→ **Records to process**:

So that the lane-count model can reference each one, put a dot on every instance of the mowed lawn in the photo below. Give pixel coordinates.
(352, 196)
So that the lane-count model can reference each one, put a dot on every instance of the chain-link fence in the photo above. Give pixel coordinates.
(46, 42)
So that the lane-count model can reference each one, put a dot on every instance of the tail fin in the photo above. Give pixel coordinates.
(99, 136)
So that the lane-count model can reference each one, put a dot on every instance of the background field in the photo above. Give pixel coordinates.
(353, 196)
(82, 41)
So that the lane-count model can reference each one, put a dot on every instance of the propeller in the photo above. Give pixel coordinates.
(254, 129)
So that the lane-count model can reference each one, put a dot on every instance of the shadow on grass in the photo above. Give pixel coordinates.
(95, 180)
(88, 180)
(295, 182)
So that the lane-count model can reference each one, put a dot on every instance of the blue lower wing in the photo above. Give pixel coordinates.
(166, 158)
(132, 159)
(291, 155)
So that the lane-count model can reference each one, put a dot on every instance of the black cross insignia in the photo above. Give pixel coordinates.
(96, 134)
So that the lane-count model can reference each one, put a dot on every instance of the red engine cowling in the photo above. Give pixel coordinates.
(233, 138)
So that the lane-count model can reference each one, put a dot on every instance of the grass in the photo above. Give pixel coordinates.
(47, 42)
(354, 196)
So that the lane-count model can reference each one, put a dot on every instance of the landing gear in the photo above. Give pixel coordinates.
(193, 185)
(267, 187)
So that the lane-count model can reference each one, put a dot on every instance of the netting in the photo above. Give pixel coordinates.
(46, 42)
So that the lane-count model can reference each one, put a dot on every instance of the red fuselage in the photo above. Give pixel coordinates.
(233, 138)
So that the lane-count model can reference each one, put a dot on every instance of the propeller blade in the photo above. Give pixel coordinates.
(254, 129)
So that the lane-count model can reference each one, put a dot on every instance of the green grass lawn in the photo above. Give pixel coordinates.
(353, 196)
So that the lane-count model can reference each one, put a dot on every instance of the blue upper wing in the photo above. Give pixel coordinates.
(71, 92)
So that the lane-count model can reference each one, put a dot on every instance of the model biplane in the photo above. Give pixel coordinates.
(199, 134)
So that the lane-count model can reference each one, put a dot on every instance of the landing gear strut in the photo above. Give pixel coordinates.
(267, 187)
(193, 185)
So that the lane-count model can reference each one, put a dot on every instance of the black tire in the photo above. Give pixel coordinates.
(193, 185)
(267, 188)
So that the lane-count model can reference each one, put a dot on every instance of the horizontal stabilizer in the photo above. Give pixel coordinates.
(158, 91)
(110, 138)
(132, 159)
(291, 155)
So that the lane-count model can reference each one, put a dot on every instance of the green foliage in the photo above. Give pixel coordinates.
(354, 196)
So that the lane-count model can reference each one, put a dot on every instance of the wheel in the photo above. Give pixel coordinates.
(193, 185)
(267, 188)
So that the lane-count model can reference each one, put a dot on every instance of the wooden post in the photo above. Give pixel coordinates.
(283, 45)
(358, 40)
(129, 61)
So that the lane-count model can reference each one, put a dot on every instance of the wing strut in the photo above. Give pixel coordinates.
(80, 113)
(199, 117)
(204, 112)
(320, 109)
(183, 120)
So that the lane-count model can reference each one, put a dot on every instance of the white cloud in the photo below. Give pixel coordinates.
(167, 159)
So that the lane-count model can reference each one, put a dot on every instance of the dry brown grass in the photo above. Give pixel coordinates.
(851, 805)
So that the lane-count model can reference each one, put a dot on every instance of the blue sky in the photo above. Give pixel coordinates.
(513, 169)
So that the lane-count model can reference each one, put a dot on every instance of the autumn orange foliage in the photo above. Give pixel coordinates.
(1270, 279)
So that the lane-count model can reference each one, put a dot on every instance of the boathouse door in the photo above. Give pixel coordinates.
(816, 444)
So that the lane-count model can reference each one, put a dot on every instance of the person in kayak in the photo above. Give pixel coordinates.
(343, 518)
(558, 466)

→ **Your objective**:
Shift the coordinates up by 47, adding 47 to each number in the answers, and rewrite the listing from the line with "kayak in the photo above. Give pixel coordinates." through the end of the listing, requests included.

→ **Reply**:
So that the lane-count model can reference each one, put a dot on every instance of the person in kayak in the photo above. Give pixel coordinates.
(390, 565)
(605, 513)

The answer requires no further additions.